*** Opening ENTRIES SHOWN ***

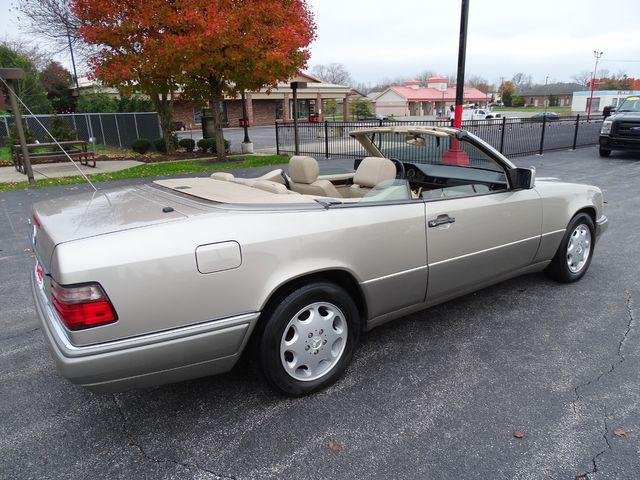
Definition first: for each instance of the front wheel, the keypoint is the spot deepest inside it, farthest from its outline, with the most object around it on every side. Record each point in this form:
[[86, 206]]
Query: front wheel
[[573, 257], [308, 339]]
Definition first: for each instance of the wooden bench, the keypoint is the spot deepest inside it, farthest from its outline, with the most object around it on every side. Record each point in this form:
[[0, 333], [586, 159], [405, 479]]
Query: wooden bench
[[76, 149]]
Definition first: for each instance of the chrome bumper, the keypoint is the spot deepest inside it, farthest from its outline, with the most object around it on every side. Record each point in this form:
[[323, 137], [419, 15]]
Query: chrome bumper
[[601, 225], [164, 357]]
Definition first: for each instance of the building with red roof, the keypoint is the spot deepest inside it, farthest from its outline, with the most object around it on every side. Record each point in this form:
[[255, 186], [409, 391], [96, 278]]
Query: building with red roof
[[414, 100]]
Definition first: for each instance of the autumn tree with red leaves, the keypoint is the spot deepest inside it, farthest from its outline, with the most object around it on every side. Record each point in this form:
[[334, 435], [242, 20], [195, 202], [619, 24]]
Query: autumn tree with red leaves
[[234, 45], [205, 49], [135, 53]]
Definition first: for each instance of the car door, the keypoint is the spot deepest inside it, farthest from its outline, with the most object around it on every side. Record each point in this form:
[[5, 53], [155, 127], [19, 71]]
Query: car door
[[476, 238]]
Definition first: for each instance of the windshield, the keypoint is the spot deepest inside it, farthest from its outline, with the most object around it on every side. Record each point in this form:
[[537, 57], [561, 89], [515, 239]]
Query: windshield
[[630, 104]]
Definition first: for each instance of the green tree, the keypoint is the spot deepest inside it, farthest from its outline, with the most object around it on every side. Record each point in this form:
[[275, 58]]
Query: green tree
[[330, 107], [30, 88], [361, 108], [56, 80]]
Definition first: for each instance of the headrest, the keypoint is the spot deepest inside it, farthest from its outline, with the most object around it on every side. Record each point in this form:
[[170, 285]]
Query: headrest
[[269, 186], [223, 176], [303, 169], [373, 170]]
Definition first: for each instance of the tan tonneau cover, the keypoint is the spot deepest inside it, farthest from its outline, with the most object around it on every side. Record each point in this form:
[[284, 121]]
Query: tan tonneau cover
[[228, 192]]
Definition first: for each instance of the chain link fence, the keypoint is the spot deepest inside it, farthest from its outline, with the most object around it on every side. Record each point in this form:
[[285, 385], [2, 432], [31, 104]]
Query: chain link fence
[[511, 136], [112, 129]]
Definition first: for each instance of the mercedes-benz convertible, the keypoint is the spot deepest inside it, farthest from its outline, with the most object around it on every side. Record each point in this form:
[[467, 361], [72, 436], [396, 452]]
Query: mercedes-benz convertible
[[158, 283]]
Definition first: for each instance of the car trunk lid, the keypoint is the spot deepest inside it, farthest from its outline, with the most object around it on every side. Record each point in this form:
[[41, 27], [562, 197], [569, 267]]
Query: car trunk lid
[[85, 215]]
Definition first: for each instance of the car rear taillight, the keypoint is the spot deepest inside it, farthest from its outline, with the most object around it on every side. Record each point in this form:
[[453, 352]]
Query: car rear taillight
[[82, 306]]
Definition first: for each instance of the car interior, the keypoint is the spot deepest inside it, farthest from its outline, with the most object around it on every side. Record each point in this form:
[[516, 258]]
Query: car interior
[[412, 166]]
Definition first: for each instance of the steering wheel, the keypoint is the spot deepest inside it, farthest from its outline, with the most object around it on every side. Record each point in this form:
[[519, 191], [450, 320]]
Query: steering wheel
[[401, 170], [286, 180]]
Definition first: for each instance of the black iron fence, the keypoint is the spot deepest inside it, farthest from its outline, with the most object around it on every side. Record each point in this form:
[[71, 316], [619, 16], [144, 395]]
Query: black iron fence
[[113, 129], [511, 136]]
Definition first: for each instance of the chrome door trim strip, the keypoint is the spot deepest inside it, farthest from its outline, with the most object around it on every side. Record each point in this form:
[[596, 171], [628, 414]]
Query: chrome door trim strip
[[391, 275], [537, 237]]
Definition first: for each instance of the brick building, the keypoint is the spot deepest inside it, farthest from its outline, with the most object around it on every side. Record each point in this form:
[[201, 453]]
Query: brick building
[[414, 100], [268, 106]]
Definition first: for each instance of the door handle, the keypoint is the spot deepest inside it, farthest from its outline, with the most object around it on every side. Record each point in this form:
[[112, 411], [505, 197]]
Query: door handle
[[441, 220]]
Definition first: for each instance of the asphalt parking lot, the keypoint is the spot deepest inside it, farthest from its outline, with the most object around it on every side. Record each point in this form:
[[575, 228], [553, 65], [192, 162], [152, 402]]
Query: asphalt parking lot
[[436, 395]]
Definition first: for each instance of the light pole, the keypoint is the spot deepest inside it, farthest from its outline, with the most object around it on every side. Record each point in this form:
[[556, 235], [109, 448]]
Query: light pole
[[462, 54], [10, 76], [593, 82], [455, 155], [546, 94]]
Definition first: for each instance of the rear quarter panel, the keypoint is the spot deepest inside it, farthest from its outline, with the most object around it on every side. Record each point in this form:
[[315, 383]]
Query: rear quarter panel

*** Closing ENTRIES SHOWN ***
*** Opening ENTRIES SHOWN ***

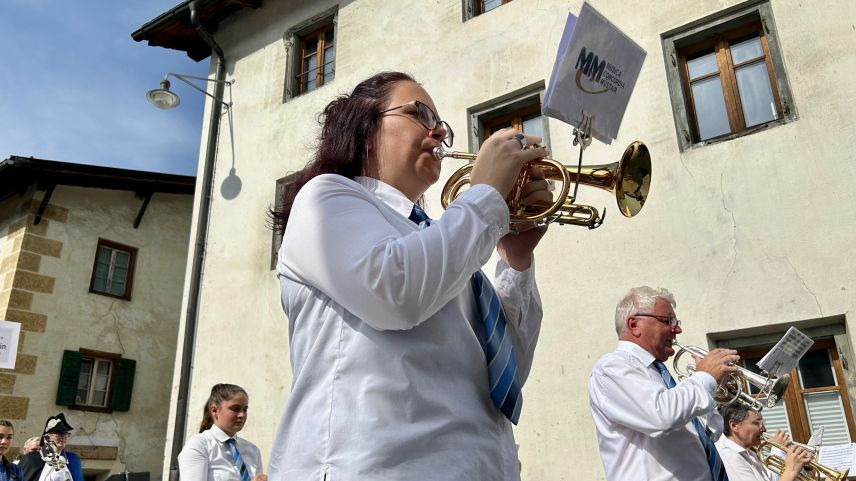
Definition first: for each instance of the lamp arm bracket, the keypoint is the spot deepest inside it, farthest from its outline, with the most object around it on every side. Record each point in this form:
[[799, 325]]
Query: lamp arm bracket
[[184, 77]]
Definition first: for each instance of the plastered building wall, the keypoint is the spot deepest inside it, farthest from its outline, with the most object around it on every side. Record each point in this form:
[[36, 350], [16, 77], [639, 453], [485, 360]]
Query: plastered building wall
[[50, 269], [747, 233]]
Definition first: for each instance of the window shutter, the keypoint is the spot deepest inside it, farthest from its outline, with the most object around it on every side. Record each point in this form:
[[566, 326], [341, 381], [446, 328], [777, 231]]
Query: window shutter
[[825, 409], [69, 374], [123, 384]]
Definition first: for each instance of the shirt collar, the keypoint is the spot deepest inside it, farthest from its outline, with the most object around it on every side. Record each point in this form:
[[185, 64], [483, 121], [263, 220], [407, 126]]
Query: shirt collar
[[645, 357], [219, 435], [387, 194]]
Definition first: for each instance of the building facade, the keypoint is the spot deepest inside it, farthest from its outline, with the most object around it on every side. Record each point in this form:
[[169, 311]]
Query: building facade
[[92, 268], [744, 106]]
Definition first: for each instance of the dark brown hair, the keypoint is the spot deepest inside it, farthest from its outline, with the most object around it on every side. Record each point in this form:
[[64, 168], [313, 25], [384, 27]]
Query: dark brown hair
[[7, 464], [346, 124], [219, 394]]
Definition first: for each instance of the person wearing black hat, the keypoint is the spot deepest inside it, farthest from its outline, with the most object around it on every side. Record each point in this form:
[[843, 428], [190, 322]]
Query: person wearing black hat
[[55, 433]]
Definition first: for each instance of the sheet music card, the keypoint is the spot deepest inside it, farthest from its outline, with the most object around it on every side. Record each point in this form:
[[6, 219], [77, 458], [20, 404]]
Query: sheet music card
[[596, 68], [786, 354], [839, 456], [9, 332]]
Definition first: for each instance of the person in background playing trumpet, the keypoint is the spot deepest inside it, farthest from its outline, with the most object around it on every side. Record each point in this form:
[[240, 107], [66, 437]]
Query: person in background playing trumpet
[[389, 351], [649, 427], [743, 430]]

*** Closing ENTRIES SHOWN ***
*** Opening ENTRIES SHOWN ***

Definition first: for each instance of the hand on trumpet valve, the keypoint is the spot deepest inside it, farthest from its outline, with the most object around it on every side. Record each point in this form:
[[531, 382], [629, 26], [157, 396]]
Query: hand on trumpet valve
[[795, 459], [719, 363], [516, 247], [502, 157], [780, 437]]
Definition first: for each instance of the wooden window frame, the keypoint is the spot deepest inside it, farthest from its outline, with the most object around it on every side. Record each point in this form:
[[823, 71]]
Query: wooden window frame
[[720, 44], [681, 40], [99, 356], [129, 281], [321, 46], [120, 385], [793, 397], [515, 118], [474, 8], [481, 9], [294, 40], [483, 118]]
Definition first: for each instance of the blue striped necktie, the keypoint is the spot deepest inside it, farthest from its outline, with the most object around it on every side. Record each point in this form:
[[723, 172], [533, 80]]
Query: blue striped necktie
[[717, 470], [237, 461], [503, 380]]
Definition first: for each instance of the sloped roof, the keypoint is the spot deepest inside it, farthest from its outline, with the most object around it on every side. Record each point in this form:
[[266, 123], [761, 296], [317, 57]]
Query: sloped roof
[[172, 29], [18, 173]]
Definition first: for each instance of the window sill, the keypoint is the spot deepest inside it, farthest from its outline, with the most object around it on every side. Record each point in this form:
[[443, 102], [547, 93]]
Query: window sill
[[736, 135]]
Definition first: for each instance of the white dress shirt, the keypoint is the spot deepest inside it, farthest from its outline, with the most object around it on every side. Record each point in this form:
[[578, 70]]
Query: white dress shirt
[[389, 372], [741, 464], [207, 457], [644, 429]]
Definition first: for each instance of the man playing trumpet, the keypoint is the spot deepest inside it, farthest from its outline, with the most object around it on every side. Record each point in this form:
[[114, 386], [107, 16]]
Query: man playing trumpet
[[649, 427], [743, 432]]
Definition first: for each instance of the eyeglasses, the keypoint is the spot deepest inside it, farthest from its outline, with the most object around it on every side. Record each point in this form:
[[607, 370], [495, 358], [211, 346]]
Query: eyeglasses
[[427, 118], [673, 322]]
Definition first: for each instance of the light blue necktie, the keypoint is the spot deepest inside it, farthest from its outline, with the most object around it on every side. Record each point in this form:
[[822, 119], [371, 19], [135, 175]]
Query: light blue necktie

*** Closing ENTRIES SHOWN ***

> **ACTION ITEM**:
Using the data above, copy each line that contains "quarter".

> **REPLY**:
Definition first: for each instance of the rear quarter panel, the keypoint is the spot deepest inside it, farthest from its outline, with the most object around it on every side. Record each point in this form:
Query: rear quarter panel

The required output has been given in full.